## PAGE EXTRACT
Further, despite its provisions intended to protect the religious character of institutions that receive funding, it is hard to see how "charitable choice" will not ultimately lead to an undermining of the distinctiveness, indeed the very mission, of religious institutions. With government dollars comes government oversight; faith-based
organizations will inevitably be held accountable for the use of the dollars they receive just as any other recipient of government funds would be. This intrusion into the affairs of churches and other pervasively religious organizations is exactly the type of entanglement of religion and state against which the Constitution guards. Moreover, if the provisions of “charitable choice” invoked by some proponents as sufficient safeguards against coercion or misuse of government funds for religious purposes are to be taken seriously, we will see a degree of entanglement of government in the affairs of the church (or the synagogue) in a fashion we have not seen before. Pervasively religious organizations will be subject to all manner of intrusive examination to ensure that the services they are providing are not “too religious” or that the funds they receive are not somehow diverted to prohibited activities.
Better Approaches
We have spoken of the paradigm that preceded “charitable choice” – provision of government-funded social services through religiously affiliated (and, of course, secular) organizations, along with other long-standing safeguards – as a preferable approach, indeed one so preferable that it can fairly be said that “charitable choice” is a solution in search of a problem. But there are other ways in which government can cooperate with religious organizations, including those which are pervasively religious, to address our pressing social needs.
On February 27, 2001, AJC and the Feinstein Center for American Jewish History at Temple University issued a landmark report, “In Good Faith: A Dialogue on Government Funding of Faith-Based Social Services,” that grew out of a two-year initiative funded by the Pew Charitable Trusts aimed at finding common ground among diverse religious and public interest groups on government funding of social services provided by religious organizations. The report was initially signed by seventeen faith groups (others have since joined on as well), many of which had participated in the lengthy process, including organizations representing Baptists, Evangelicals, Catholics and Muslims.

## RECORD LIST
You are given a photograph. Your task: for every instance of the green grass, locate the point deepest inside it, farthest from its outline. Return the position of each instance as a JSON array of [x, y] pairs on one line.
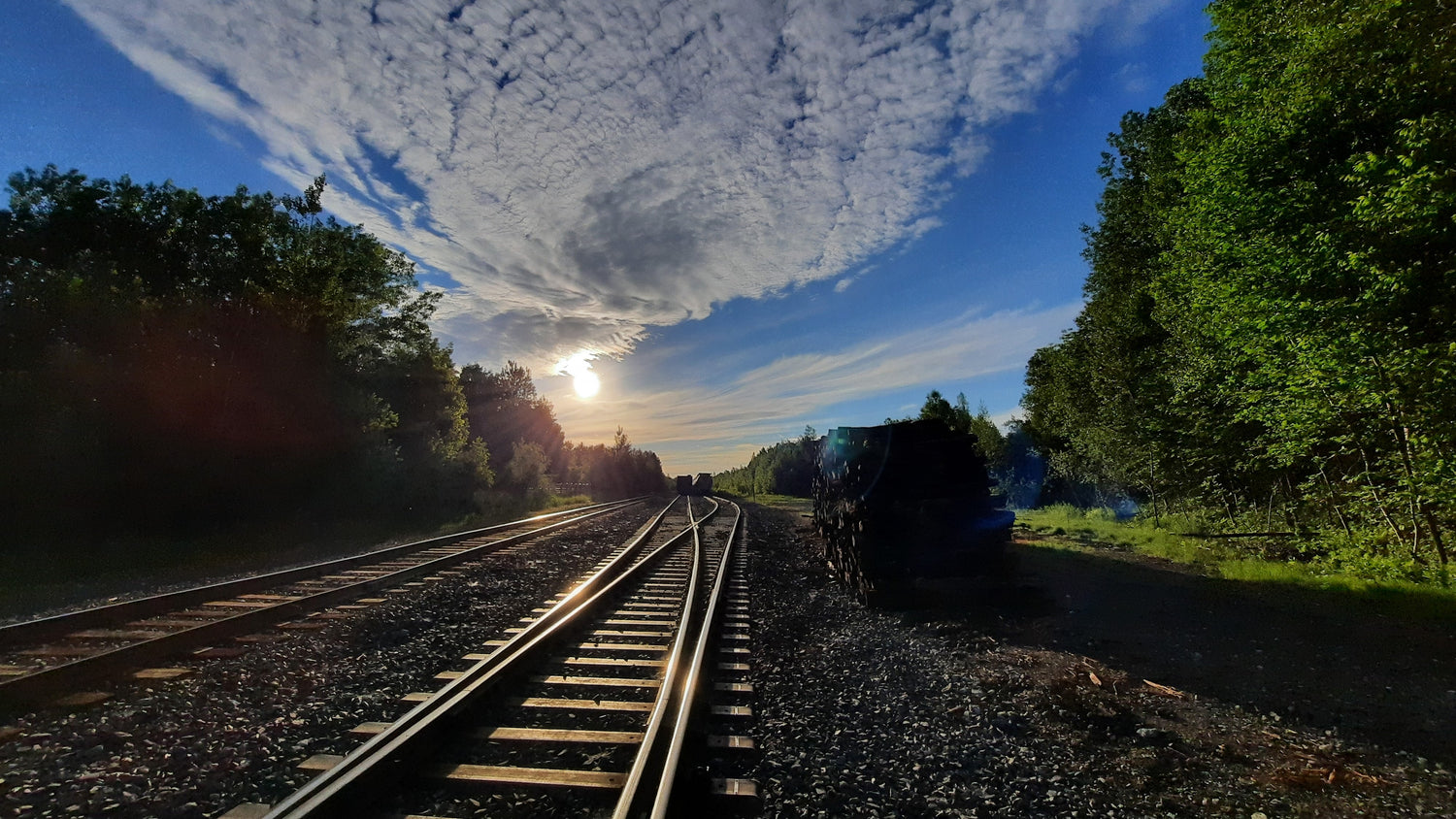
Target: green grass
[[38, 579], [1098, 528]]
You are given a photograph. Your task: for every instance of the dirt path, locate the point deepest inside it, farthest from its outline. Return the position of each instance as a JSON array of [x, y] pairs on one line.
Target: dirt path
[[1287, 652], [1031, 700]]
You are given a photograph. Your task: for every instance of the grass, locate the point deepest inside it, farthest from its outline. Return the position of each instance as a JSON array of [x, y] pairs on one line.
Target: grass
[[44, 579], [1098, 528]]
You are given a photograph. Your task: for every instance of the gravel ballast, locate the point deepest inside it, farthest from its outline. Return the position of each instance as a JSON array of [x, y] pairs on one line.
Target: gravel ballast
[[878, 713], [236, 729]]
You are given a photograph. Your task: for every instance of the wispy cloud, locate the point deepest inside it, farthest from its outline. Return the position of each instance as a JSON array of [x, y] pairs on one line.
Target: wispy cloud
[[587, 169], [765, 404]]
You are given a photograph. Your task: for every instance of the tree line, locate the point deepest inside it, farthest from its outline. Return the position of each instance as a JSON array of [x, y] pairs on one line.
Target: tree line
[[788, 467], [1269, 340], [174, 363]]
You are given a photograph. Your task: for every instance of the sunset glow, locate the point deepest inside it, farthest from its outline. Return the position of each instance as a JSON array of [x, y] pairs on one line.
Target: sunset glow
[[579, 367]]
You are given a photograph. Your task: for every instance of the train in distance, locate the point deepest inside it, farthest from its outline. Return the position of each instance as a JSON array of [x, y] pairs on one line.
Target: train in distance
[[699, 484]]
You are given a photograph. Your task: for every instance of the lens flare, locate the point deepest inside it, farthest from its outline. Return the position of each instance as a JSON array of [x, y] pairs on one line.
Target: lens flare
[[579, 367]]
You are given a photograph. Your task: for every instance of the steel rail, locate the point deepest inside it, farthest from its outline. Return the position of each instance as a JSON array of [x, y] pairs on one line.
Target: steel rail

## TO-DO LIST
(1) In the charitable choice passage, on what date did AJC and the Feinstein Center issue their report?
(2) Print the stretch of the charitable choice passage from "Better Approaches" through "pressing social needs.".

## TASK-BY-TASK RESULTS
(1) February 27, 2001.

(2)
Better Approaches
We have spoken of the paradigm that preceded “charitable choice” – provision of government-funded social services through religiously affiliated (and, of course, secular) organizations, along with other long-standing safeguards – as a preferable approach, indeed one so preferable that it can fairly be said that “charitable choice” is a solution in search of a problem. But there are other ways in which government can cooperate with religious organizations, including those which are pervasively religious, to address our pressing social needs.